▶ PROBLEM TO SOLVE
Express the lines from the one containing "Task: place a pin on each instance of the bright" through the one containing "(724, 1101)", both included, as a JSON list of strings with one string per line. Leave out blank lines and all other lines.

[Dataset records]
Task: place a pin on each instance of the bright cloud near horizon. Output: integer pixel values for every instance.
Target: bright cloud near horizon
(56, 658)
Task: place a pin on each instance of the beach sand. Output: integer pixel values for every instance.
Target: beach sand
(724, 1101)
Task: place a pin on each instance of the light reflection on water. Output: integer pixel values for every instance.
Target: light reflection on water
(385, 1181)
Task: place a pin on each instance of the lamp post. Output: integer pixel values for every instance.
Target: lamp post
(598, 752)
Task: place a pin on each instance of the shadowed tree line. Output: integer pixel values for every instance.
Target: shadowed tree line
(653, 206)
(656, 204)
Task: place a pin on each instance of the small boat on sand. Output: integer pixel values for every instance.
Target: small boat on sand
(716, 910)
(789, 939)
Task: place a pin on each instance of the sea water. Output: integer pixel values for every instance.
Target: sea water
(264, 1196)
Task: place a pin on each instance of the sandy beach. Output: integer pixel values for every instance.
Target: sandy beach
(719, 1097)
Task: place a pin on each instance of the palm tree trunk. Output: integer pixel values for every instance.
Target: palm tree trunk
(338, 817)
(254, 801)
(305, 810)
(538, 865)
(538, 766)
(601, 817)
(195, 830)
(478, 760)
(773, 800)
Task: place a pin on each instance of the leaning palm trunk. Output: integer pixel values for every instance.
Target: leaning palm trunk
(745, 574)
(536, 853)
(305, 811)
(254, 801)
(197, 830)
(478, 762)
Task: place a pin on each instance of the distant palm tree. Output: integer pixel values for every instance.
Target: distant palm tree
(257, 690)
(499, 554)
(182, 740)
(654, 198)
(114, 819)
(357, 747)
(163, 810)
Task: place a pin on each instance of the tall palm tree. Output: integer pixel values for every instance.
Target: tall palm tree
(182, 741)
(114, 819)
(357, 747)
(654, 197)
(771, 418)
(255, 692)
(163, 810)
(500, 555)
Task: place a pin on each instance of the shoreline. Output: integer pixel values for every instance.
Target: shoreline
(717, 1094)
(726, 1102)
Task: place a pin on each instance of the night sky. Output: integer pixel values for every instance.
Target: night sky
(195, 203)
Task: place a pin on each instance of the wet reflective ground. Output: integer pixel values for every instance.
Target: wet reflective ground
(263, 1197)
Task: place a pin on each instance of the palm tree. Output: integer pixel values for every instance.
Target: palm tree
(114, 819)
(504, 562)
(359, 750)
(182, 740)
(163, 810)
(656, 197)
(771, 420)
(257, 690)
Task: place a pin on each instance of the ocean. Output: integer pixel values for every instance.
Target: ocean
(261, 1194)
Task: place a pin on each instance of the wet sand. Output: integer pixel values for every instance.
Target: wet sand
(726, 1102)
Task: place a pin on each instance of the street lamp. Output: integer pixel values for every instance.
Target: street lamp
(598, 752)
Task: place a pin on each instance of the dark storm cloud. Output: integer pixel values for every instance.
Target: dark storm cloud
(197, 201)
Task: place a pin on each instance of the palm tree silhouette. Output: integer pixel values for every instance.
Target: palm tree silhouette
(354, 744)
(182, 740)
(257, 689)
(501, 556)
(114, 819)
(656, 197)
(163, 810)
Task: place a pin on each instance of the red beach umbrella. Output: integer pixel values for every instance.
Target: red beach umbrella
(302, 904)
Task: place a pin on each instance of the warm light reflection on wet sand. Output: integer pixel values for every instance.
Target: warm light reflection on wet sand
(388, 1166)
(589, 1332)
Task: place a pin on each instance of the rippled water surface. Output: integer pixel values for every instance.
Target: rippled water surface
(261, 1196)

---

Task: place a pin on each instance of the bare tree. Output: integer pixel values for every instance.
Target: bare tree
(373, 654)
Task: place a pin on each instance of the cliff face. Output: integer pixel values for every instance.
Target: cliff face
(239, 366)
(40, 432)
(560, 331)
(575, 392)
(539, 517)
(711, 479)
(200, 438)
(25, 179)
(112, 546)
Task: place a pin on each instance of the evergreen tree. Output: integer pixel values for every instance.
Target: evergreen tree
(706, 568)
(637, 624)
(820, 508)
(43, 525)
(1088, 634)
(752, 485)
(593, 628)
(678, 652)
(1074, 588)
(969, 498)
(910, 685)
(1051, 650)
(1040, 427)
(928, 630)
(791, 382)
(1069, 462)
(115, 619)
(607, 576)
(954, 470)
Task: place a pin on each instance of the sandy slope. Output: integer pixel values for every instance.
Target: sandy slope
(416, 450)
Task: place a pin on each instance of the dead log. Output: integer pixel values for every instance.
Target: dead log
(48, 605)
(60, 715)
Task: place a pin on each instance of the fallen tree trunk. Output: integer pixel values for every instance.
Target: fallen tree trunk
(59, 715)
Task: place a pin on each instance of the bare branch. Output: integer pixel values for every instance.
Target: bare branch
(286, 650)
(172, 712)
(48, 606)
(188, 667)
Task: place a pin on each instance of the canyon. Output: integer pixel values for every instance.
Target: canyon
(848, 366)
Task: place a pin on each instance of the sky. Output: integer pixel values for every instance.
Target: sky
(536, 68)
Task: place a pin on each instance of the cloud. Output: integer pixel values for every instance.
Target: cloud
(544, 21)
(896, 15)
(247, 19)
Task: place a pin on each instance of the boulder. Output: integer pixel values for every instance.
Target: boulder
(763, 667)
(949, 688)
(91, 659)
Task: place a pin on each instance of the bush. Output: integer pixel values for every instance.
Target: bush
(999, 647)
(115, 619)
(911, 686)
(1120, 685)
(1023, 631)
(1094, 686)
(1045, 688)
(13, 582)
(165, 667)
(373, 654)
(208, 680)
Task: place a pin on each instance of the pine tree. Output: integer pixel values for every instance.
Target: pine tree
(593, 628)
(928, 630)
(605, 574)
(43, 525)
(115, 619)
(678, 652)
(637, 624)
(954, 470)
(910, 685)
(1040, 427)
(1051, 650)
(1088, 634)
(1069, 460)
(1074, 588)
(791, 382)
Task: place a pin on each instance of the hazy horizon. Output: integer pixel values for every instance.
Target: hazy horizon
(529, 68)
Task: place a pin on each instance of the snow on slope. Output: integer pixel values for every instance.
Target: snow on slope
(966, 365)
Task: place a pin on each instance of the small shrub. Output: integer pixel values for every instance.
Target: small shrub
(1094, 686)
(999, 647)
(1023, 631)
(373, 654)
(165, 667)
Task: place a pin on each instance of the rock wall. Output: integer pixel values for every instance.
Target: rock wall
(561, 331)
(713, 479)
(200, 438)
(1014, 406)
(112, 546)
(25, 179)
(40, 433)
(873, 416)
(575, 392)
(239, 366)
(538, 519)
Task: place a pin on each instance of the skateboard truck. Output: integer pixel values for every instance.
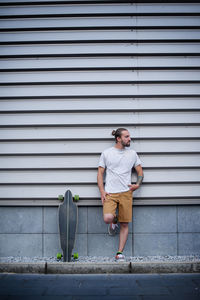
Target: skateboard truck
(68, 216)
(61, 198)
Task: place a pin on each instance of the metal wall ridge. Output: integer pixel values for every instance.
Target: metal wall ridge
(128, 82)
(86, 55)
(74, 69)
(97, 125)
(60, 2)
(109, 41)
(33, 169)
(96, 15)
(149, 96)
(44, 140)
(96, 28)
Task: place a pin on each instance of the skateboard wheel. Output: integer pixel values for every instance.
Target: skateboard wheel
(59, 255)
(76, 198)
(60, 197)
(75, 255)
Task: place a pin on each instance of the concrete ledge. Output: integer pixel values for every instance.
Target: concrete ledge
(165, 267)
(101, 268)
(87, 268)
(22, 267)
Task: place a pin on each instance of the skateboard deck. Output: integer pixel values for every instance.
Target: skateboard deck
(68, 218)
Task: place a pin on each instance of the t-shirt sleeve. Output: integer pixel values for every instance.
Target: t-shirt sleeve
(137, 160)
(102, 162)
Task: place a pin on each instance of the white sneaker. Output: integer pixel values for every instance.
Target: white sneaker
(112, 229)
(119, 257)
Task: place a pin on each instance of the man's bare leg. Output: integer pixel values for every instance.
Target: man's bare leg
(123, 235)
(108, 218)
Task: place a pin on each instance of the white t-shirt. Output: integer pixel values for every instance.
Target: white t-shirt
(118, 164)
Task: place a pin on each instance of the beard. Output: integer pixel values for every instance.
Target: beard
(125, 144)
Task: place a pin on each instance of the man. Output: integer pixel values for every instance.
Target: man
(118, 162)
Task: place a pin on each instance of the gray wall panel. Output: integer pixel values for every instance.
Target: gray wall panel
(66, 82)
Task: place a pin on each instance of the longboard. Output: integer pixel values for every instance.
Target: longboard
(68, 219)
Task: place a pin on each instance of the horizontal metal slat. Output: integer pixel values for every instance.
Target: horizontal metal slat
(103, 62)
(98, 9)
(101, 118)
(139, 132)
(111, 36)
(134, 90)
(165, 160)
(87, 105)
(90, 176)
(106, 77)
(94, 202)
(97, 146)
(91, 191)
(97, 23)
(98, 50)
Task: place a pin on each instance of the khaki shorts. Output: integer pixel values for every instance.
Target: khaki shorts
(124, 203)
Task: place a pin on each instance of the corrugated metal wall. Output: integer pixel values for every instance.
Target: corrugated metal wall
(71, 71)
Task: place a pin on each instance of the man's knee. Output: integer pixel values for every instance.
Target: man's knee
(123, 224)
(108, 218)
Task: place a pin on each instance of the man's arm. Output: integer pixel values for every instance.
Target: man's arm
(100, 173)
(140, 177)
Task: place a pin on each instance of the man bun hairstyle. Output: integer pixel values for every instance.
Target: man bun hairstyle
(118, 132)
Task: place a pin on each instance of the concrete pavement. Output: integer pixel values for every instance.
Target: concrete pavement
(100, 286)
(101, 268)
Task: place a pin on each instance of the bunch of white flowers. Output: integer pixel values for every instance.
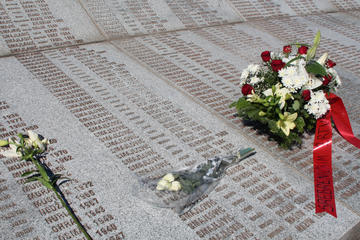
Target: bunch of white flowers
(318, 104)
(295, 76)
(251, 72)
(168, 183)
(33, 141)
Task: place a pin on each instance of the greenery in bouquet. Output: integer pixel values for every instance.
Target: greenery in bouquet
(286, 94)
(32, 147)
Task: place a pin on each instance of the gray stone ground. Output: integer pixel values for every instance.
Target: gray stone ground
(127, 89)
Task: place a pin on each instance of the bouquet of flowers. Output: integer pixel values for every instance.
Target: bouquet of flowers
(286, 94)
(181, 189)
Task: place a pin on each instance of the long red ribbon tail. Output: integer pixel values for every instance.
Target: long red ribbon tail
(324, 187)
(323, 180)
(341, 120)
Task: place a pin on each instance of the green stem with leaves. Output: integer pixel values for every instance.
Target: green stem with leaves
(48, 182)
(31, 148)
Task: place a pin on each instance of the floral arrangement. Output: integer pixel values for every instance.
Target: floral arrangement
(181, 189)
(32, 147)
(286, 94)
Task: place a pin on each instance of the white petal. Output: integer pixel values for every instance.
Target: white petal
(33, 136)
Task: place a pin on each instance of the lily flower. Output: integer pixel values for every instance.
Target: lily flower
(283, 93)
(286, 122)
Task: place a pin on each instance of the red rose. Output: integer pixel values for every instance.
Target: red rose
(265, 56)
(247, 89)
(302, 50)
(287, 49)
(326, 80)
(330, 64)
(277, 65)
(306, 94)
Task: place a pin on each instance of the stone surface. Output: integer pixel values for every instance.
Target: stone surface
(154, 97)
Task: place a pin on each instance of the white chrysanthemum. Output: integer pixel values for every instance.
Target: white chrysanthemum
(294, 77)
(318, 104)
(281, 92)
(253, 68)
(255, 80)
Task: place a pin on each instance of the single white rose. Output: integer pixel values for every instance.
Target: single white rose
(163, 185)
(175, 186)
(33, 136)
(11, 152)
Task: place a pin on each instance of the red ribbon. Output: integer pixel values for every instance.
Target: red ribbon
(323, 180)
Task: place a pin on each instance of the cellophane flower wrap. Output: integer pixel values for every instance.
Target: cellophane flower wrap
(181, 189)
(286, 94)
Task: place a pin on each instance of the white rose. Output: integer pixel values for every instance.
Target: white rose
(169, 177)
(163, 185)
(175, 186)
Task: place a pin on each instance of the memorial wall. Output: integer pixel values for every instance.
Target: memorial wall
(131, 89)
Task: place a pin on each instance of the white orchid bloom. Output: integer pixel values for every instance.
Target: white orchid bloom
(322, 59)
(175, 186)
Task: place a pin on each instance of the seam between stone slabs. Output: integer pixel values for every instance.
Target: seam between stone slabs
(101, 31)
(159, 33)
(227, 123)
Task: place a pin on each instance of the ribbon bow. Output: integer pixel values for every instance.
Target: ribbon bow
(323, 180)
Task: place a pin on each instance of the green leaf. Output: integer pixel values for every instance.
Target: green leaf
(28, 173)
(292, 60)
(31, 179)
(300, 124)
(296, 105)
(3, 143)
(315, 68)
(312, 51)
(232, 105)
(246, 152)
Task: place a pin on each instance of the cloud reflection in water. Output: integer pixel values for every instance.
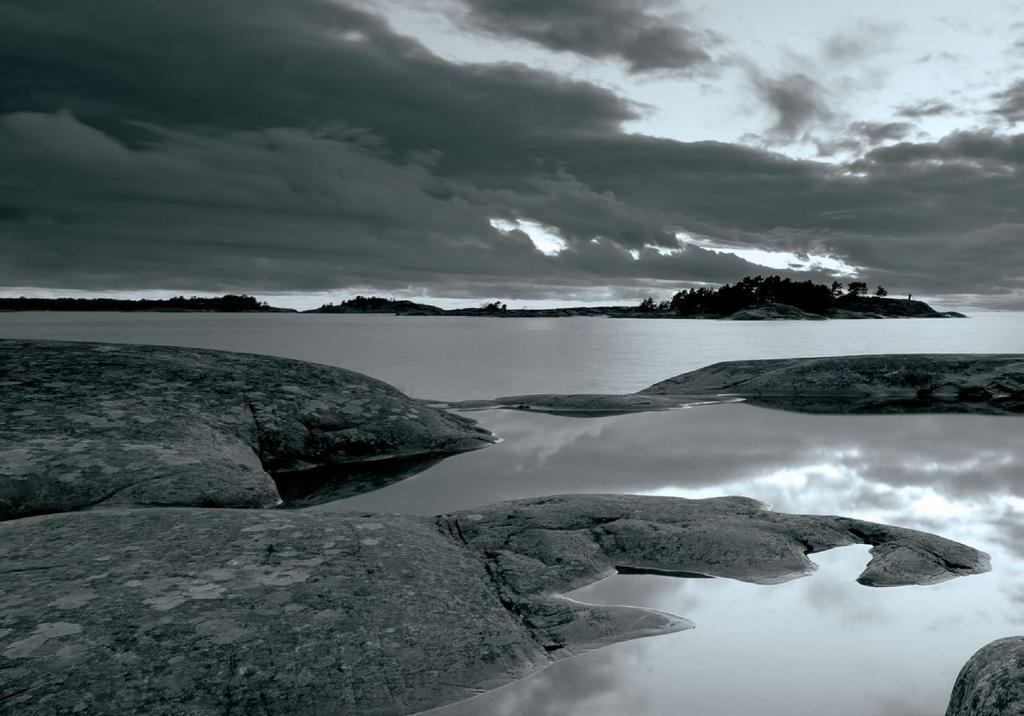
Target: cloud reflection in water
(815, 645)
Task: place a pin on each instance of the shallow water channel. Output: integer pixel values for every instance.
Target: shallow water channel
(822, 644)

▶ RESPONSE
[
  "Task: place a pin on each instance of the bright cloud near horizon. Output: integer pixel values for every instance.",
  "Target: bright cloud near horizon",
  "(56, 658)",
  "Task: place a pin on each instance of the beach sand. Output: integer pixel values for every instance.",
  "Target: beach sand",
  "(724, 1101)"
]